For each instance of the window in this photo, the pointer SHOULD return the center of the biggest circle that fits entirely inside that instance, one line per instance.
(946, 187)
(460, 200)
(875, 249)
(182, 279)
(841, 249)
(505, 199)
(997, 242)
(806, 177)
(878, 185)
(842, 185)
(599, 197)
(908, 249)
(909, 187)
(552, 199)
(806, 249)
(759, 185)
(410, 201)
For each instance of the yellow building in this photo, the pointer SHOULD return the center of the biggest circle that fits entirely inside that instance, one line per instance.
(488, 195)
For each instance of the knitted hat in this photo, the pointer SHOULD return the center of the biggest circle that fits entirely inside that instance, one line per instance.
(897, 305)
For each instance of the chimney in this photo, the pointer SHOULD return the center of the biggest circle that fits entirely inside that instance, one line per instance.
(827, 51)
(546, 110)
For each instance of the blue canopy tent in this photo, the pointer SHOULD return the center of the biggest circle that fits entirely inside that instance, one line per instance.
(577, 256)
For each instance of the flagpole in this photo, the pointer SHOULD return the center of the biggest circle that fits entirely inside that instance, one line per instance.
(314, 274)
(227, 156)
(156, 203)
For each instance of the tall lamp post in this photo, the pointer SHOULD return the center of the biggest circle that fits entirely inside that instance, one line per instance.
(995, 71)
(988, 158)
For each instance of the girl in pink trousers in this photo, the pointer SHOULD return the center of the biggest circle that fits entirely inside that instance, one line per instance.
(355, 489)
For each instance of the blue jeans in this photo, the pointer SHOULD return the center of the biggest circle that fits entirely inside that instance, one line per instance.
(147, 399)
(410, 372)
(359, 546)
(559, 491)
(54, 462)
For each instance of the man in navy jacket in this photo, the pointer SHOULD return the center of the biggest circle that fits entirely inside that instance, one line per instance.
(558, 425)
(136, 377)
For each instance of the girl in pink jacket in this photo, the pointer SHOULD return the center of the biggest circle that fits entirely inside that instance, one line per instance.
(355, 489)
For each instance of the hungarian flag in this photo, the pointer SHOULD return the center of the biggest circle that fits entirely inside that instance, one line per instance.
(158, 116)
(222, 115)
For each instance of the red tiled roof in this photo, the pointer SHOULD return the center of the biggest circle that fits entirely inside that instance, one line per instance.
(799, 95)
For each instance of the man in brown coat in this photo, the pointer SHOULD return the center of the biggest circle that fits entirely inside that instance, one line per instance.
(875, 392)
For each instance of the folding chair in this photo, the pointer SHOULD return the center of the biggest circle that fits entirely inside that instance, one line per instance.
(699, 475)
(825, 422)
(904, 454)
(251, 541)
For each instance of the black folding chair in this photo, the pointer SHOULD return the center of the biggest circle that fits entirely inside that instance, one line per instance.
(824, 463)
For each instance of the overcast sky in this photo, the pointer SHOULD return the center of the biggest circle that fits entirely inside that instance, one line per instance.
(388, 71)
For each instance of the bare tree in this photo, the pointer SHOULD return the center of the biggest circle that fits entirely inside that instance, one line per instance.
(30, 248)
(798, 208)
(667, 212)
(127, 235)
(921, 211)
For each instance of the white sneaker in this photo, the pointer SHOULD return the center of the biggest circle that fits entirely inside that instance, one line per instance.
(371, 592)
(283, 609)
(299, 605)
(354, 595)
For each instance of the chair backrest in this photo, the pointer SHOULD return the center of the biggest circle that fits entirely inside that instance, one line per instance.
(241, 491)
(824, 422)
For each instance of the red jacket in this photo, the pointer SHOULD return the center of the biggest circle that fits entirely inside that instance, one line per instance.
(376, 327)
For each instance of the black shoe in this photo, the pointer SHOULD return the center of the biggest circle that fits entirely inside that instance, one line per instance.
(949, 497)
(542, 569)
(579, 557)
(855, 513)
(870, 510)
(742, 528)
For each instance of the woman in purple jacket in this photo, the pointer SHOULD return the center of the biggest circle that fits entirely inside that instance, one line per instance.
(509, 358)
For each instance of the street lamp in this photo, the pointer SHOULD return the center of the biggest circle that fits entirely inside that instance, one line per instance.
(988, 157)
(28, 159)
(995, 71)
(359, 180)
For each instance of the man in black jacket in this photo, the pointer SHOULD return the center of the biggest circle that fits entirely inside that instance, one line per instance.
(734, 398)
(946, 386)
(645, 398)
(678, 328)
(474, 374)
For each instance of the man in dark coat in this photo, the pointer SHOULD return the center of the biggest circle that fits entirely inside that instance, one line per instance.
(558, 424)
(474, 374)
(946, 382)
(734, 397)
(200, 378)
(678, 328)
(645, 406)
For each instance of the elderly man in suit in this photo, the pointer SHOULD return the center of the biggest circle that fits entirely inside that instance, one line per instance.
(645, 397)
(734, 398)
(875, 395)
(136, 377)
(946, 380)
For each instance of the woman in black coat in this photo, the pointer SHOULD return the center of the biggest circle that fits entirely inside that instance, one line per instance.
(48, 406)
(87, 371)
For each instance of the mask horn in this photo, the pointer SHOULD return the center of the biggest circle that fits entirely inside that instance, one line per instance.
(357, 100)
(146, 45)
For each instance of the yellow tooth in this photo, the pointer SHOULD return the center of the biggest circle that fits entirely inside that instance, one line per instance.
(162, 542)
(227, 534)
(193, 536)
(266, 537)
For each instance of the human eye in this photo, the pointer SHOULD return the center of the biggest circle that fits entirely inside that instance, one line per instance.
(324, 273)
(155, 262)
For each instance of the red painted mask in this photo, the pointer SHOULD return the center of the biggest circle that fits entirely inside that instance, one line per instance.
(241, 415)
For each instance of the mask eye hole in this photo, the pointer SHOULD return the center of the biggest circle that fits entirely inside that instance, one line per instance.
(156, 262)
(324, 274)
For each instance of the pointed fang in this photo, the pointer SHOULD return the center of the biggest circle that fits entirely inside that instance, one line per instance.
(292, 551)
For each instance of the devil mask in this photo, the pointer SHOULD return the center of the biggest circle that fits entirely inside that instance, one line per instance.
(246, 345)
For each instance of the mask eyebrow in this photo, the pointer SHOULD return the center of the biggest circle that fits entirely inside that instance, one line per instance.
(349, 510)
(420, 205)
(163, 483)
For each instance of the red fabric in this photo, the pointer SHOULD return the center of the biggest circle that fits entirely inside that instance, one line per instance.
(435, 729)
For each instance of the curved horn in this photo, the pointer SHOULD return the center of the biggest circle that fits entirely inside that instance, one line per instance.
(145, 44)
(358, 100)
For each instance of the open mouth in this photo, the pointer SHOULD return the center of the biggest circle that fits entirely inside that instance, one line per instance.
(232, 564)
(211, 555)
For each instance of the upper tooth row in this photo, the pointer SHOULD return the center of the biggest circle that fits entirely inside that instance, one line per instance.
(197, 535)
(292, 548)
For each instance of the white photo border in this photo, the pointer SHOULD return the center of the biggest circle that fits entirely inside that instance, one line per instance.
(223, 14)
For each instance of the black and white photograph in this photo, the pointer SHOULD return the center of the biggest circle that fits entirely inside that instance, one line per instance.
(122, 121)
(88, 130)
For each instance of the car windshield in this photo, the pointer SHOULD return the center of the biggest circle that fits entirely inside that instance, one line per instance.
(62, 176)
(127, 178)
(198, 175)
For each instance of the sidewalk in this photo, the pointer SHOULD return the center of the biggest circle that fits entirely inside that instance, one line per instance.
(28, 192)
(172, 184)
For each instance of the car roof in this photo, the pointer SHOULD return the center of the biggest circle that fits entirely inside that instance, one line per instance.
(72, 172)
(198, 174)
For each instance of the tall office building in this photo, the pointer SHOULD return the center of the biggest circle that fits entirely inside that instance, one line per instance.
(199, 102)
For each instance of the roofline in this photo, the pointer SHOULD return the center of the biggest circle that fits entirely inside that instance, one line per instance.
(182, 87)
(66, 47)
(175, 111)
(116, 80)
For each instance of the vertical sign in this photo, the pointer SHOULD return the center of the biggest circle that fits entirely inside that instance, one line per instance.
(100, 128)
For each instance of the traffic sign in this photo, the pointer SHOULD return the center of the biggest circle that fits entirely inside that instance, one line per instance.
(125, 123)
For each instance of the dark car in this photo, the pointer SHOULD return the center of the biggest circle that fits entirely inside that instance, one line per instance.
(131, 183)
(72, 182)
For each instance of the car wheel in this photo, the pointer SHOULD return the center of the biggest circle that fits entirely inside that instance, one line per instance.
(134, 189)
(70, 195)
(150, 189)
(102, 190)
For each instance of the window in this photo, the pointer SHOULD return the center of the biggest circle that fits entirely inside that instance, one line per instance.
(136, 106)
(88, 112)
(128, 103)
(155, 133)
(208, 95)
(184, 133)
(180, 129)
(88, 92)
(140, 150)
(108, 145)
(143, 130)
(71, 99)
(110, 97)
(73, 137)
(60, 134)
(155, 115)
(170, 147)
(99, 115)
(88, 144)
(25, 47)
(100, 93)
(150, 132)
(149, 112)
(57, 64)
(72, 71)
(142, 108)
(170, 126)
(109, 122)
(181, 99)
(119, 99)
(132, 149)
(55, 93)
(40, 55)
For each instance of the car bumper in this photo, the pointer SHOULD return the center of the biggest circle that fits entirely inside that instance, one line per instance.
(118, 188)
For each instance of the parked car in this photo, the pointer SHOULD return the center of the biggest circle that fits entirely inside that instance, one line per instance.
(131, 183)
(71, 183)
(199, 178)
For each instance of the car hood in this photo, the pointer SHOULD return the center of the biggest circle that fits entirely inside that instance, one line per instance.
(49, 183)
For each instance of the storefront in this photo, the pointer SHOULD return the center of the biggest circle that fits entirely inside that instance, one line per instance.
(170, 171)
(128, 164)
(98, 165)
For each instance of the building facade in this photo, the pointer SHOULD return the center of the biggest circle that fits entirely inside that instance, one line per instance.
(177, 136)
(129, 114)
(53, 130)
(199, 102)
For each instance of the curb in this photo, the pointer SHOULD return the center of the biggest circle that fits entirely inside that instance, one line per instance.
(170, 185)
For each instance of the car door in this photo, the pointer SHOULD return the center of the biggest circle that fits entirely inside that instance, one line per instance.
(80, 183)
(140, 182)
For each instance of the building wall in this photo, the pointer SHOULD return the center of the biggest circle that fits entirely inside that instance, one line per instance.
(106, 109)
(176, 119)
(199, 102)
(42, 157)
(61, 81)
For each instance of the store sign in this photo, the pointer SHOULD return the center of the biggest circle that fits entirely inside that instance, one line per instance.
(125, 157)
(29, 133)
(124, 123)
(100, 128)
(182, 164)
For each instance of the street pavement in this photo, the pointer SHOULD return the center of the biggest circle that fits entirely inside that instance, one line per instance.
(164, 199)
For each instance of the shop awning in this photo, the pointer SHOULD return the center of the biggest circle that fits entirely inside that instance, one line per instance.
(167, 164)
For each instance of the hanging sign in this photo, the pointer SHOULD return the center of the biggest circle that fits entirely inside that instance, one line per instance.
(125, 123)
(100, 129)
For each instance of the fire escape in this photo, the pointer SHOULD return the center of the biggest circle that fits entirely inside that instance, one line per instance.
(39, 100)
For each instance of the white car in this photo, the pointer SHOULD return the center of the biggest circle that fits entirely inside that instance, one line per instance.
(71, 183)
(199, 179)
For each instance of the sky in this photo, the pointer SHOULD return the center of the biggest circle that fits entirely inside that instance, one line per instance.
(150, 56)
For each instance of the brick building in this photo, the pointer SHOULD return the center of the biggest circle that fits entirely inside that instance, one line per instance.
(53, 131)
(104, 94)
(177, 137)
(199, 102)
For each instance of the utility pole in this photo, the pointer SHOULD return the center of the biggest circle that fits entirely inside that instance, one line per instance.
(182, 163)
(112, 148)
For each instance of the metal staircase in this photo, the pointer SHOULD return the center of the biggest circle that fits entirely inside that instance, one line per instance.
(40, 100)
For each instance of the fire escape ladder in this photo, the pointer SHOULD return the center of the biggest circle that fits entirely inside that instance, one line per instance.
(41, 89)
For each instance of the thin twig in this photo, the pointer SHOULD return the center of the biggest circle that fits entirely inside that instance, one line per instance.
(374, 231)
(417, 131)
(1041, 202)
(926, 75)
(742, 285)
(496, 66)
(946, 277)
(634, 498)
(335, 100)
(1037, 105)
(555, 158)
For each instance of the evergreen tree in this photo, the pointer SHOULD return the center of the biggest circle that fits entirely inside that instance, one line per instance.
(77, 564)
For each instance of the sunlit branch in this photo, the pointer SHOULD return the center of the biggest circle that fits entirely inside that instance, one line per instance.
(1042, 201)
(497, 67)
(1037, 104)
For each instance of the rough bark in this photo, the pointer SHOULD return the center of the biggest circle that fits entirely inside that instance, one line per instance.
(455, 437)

┄┄┄┄┄┄

▸ Description of the task
Starting from the line containing "For each instance of the sky", repeat each line through the end of the entries, exactly.

▸ Complete response
For each instance of the sky in this photo, the pointer SHOULD return the center of the biggest circle that fits entirely inside that instance, one line per instance.
(150, 56)
For each instance of the brick building in this photo, the pointer SHOULD return the center of the biggest circle that fits entirely inside that instance, one line per instance.
(53, 131)
(104, 94)
(177, 137)
(199, 102)
For each instance of the utility pole in this photo, the pointer SHOULD return the center of the biggest circle that fits entirely inside that instance, one line per instance.
(182, 163)
(112, 148)
For each instance of the metal staircase in this photo, the pointer SHOULD return the center of the biggest circle that fits entirely inside that instance, one line per instance.
(40, 100)
For each instance of the fire escape ladder in this photo, the pointer SHOULD return the center of the biggest circle that fits entirely inside that instance, one line per instance.
(41, 89)
For each instance of the thin twig in this photo, the pointer SHOULD return the center of the biggest circle that fits entirely inside that instance, one line per instance.
(374, 231)
(417, 131)
(1041, 202)
(926, 75)
(742, 285)
(496, 66)
(946, 277)
(634, 498)
(335, 100)
(1037, 105)
(555, 158)
For each instance of the evergreen tree in this photo, the pointer SHOULD return the center of the biggest circle that fits entirely inside that instance, one line per instance.
(77, 564)
For each instance of the sunlit branch in this photo, the pointer SHOULD return the center of the biggest circle that fits entirely inside that instance, one line per instance.
(1042, 201)
(497, 67)
(1037, 104)
For each instance of the rough bark in this photo, the pointer SHOULD return the center of the biggest circle that fits entirely inside that instance, one line per instance.
(455, 437)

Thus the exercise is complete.